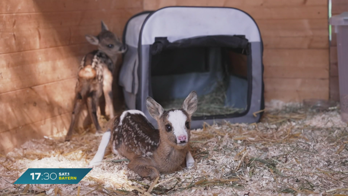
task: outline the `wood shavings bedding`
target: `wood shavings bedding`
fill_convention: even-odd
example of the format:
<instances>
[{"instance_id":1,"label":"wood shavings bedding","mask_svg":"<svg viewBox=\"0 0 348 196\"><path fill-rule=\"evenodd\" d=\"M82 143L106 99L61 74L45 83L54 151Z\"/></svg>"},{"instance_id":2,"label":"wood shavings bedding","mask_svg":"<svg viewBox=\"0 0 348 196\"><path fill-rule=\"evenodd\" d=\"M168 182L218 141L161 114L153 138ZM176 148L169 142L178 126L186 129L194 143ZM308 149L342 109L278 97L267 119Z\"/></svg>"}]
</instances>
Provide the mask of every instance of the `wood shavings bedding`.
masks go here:
<instances>
[{"instance_id":1,"label":"wood shavings bedding","mask_svg":"<svg viewBox=\"0 0 348 196\"><path fill-rule=\"evenodd\" d=\"M111 162L124 158L109 150L77 184L11 183L29 168L86 167L102 135L87 133L69 142L64 134L30 141L0 156L0 195L348 195L348 131L339 111L283 106L269 110L260 123L192 130L196 167L161 175L151 193L134 190L145 191L152 182L128 170L126 161Z\"/></svg>"}]
</instances>

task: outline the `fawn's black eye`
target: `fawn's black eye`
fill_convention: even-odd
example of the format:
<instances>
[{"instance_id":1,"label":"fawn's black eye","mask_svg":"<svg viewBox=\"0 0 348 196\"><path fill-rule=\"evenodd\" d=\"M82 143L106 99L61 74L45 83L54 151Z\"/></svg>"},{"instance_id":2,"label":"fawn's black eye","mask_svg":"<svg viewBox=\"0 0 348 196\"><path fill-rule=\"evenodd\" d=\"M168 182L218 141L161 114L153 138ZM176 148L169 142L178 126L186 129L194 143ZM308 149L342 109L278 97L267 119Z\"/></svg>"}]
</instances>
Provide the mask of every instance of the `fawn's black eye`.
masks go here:
<instances>
[{"instance_id":1,"label":"fawn's black eye","mask_svg":"<svg viewBox=\"0 0 348 196\"><path fill-rule=\"evenodd\" d=\"M172 126L169 125L166 125L166 130L168 132L170 132L172 131Z\"/></svg>"},{"instance_id":2,"label":"fawn's black eye","mask_svg":"<svg viewBox=\"0 0 348 196\"><path fill-rule=\"evenodd\" d=\"M187 128L188 129L190 129L190 123L188 122L187 122L186 123L185 123L185 126L186 126L186 128Z\"/></svg>"}]
</instances>

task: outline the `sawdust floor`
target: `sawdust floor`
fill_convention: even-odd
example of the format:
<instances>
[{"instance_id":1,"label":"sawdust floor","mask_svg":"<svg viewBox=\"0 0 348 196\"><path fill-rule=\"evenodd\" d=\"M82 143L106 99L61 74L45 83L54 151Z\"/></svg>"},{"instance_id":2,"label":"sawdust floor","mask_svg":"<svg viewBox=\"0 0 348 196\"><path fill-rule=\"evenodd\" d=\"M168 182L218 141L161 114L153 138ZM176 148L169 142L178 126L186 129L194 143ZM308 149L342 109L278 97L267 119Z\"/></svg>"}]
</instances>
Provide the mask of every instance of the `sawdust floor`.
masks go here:
<instances>
[{"instance_id":1,"label":"sawdust floor","mask_svg":"<svg viewBox=\"0 0 348 196\"><path fill-rule=\"evenodd\" d=\"M135 189L144 192L152 182L109 150L78 184L12 183L29 168L87 166L101 135L85 133L69 142L63 135L31 141L0 157L0 195L348 195L348 130L339 111L285 107L257 124L192 131L196 167L161 175L150 193Z\"/></svg>"}]
</instances>

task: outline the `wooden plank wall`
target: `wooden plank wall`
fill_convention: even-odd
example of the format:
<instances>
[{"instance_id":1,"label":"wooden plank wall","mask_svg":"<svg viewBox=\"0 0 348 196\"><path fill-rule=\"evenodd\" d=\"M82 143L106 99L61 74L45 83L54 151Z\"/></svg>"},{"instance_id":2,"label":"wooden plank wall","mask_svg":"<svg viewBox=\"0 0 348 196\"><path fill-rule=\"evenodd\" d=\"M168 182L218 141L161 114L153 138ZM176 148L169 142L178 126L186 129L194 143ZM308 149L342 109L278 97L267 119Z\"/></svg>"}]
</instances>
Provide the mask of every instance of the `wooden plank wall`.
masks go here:
<instances>
[{"instance_id":1,"label":"wooden plank wall","mask_svg":"<svg viewBox=\"0 0 348 196\"><path fill-rule=\"evenodd\" d=\"M0 1L0 153L66 131L76 69L103 20L119 36L142 0Z\"/></svg>"},{"instance_id":2,"label":"wooden plank wall","mask_svg":"<svg viewBox=\"0 0 348 196\"><path fill-rule=\"evenodd\" d=\"M333 16L348 12L348 1L347 0L331 0L331 14ZM340 93L336 37L334 27L332 27L330 43L330 99L339 101Z\"/></svg>"},{"instance_id":3,"label":"wooden plank wall","mask_svg":"<svg viewBox=\"0 0 348 196\"><path fill-rule=\"evenodd\" d=\"M171 6L233 7L250 14L264 42L266 101L329 98L327 0L144 0L145 10Z\"/></svg>"}]
</instances>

═══

Exercise prompt —
Extract each line of the entries above that contains the word "shavings".

Response —
task: outline the `wood shavings bedding`
target: `wood shavings bedding`
[{"instance_id":1,"label":"wood shavings bedding","mask_svg":"<svg viewBox=\"0 0 348 196\"><path fill-rule=\"evenodd\" d=\"M82 143L106 99L61 74L45 83L54 151Z\"/></svg>"},{"instance_id":2,"label":"wood shavings bedding","mask_svg":"<svg viewBox=\"0 0 348 196\"><path fill-rule=\"evenodd\" d=\"M168 182L218 141L161 114L153 138ZM176 148L169 142L178 126L186 129L194 143ZM308 149L342 109L278 97L267 119Z\"/></svg>"}]
Provide the mask of every instance of the `wood shavings bedding`.
[{"instance_id":1,"label":"wood shavings bedding","mask_svg":"<svg viewBox=\"0 0 348 196\"><path fill-rule=\"evenodd\" d=\"M111 162L124 158L109 150L77 184L11 183L29 168L86 167L102 135L87 133L69 142L64 134L30 141L0 156L0 195L348 195L348 131L339 111L283 106L269 110L260 123L192 130L196 167L161 175L151 193L134 190L145 191L152 182L128 170L126 161Z\"/></svg>"}]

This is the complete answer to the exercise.